== Estratto selezionato ==
Così, il Green pass è stato considerato sostanzialmente neutro. Il green pass è stato visto come un semplice strumento di incentivazione vaccinale, una soluzione di mediazione rispetto a politiche più coercitive (come l’obbligo vaccinale generalizzato), una forma graduale e progressiva di estensione della vaccinazione. In qualche modo gentile. Questo elemento della spinta gentile è stato sottolineato da molte parti. Non è così. La spinta gentile (o nudge, pungolo) è un modello dell’economia comportamentale, elaborato in particolare da Richard Thaler (premio Nobel per l’economia nel 2017) per influenzare il comportamento delle persone, senza proibire la scelta di altre opzioni e senza cambiare in maniera significativa i loro incentivi economici. Per contare come un mero pungolo, l’intervento dovrebbe essere facile e poco costoso da evitare. I pungoli non sono ordini. Mettere frutta al livello degli occhi conta come un nudge. Proibire il cibo spazzatura [o alzargli il prezzo] no. Il Green pass è una normativa, sul piano generale, che vieta l’accesso ad un luogo se non si ha una vaccinazione (gratuita) o il risultato di un tampone (a pagamento): usa cioè da una parte un divieto, dall’altra un incentivo economico, per spingere la vaccinazione. Non è una spinta gentile.

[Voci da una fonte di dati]
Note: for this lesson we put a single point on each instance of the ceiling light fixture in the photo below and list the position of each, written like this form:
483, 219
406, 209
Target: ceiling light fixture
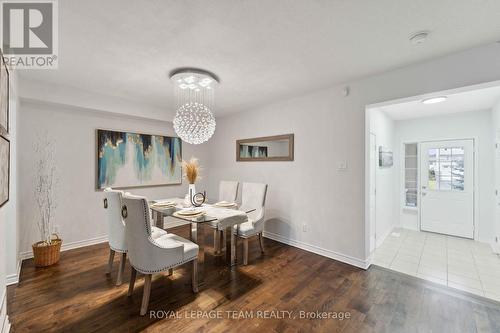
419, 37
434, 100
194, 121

* * *

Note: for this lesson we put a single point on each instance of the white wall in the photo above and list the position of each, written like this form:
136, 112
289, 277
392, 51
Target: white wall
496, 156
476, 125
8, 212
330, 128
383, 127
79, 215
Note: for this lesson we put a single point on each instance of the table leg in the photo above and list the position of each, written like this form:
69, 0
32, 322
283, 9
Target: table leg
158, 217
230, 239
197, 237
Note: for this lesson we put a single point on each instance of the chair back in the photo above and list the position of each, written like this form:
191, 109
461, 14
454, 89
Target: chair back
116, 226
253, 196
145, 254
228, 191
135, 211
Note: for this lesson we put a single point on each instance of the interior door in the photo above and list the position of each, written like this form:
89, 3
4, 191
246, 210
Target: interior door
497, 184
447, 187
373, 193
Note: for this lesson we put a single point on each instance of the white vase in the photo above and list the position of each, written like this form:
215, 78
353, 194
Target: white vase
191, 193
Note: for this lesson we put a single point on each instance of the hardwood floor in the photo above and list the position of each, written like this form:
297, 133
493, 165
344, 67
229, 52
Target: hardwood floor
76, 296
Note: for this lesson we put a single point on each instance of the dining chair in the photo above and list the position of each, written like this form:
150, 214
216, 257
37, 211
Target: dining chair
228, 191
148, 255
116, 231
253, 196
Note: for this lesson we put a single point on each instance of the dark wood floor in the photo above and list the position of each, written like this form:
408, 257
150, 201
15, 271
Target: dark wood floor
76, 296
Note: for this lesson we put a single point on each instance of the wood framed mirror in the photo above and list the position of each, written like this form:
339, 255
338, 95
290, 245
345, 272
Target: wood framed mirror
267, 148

== Consegna ==
Indica, per favore, chi ha elaborato in particolare il modello della spinta gentile secondo l'estratto sul Green pass.

== Risposta ==
Richard Thaler, premio Nobel per l'economia nel 2017.